▶ **Passage**
= = = = = = =
Sound of Noise (Ola Simonsson and Johannes Stjärne Nilsson, 2012)

Stomp made into an anarchic hunt for unshackled music, Sound of Noise is, by turns, a caper and a romantic comedy, pulsing with its unorthodox percussion and tittering with its makeshift cymbals and blocks. A metronome becomes the equivalent of a bomb detonator for a group of anarchist drummers who make the world into music, thus rendering it soundless for the tone-deaf policeman who chases them. It is a great conceit and routinely funny in execution, but what the film is not is the city symphony for Malmö it feels as if it will become at nearly every moment before falling short. Its ingenious street compositions are thrown off by routine plot mechanics that not only puts too much dead air between performances but often interrupt the few bits of music we get. The film is still enjoyable, but it feels like so much untapped potential. Grade: C+

Sound of My Voice (Zal Batmanglij, 2012)

The Sound of My Voice recalls other recent films about cults—Martha Marcy May Marlene, The Master—not merely in its subject matter but in its strengths and weaknesses. In all three films, the actor playing the cult leader does an exceptional job of capturing the ambiguous tone between someone projecting freewheeling improvisation and eerie omniscience. But Brit Marling’s excellent performance, all soothing but firm suggestions that crucially stop just short of direct commands, is undercut by everything around her. All cults are thinly sketched (the aforementioned cult movies even make this a key aspect of their observed sects), but rarely are the people they comprise so vague as well. Sound of My Voice offers no sense of how or why anyone ever gravitated toward Marling’s Maggie, much less how they developed the fanatical loyalty necessary to overlook her obvious fakery. Oh, but is it fakery, dear reader, for the film contains a twist! Admittedly, it does go to the trouble of laying track toward the climactic revelation, but the twist still feels like a lazy counter to everything the film had been saying to that point. Grade: C-

Wednesday, December 26, 2012

Barbara (Christian Petzold, 2012)

This wonderful German drama feels like a thriller that draws all of its suspense from the moral quandaries that flash across Nina Hoss' focused eyes in an instant, a world of possibilities (most of them dismal) processed in a second. Petzold's camera proves that subjective shots not only do not require handheld shaky-cam but are often foiled by it. His calm, level gazes produce an intense feeling of always being watched, save for when Barbara retreats to areas of howling, microphone-drowning wind. One of the year's best.
= = = = = = =
▶ **Data rows**

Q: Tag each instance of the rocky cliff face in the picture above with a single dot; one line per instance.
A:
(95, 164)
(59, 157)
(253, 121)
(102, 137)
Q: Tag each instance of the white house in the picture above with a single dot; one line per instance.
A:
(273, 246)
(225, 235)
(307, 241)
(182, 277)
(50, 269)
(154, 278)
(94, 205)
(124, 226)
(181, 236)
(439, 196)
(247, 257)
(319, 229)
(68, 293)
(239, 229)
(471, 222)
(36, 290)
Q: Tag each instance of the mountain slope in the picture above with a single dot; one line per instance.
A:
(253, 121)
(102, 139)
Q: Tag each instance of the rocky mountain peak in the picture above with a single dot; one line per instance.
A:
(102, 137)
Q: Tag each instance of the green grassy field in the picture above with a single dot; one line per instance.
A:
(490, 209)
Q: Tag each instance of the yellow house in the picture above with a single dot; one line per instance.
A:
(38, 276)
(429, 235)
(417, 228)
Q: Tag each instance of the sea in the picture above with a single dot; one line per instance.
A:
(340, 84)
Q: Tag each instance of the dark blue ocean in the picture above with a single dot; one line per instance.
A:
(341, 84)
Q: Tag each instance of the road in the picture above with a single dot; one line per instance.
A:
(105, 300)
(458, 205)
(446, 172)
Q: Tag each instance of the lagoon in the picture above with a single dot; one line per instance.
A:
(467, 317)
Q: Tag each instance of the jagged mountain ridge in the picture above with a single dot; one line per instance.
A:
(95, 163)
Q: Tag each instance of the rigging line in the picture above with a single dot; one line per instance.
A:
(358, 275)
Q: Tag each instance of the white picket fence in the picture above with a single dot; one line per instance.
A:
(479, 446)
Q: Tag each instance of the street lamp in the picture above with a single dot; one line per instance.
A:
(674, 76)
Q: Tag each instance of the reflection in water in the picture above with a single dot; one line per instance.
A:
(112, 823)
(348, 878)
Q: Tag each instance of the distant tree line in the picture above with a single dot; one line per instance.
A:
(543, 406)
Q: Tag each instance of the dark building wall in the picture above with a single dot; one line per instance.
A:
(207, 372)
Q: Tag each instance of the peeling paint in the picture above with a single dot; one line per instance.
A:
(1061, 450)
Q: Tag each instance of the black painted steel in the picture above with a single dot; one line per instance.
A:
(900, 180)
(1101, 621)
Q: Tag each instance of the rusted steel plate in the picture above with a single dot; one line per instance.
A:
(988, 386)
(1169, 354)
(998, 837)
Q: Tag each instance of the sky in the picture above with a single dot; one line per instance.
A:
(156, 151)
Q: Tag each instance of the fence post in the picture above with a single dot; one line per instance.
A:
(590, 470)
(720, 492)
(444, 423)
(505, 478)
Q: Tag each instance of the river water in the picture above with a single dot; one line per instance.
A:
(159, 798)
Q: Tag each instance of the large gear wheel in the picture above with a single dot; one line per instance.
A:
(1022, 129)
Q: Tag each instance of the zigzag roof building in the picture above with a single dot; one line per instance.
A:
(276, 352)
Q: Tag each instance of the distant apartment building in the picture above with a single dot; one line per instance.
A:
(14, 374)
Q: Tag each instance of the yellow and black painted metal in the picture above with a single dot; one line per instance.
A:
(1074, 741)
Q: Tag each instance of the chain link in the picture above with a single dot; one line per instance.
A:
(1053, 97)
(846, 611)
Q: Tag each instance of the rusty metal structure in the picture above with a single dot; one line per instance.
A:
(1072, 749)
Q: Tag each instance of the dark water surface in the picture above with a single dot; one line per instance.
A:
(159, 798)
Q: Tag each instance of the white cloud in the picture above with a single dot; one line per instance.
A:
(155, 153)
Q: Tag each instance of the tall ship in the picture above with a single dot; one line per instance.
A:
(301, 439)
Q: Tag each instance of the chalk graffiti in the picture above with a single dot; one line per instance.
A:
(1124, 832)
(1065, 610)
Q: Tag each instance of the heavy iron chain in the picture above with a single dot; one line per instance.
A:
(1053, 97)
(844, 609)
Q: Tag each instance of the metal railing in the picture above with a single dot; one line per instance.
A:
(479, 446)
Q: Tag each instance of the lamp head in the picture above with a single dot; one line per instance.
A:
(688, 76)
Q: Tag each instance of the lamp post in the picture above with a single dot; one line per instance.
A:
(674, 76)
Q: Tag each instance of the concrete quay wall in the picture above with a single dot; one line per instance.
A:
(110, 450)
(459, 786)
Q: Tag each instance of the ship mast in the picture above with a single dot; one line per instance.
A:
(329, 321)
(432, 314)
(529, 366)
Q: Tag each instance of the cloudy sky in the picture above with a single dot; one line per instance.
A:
= = = = = = =
▶ **Short task 1**
In the film reviews, which actor gives the performance as the cult leader Maggie in Sound of My Voice?
▶ **Short task 2**
Extend the film reviews, picking up right after their final sentence.
The records are separate material and have nothing to do with the film reviews.

▶ **Answer 1**
Brit Marling

▶ **Answer 2**
My full review is up now at Spectrum Culture.

Monday, December 24, 2012

The Color Wheel (Alex Ross Perry, 2012)

It is both immediately apparent and hard to believe that Alex Ross Perry’s second feature, The Color Wheel, is entirely scripted as the director claims. The flesh-peeling barbs that Ross Perry and co-writer Caren Altman lob at each other as warring siblings Colin and J.R., respectively, are so deft and precision-targeted that the broader strokes of improv responses seem inadequate for producing them, yet the speed and rhythm with which they deflect and parry feels so spontaneous, not at all memorized and practiced. The dialogue is as separated from the prevailing status quo of American comedy as it separates the characters from each other, from the sardonically drawled “Nice shirt” that opens the film to a multi-front war the siblings open between themselves and everyone around them.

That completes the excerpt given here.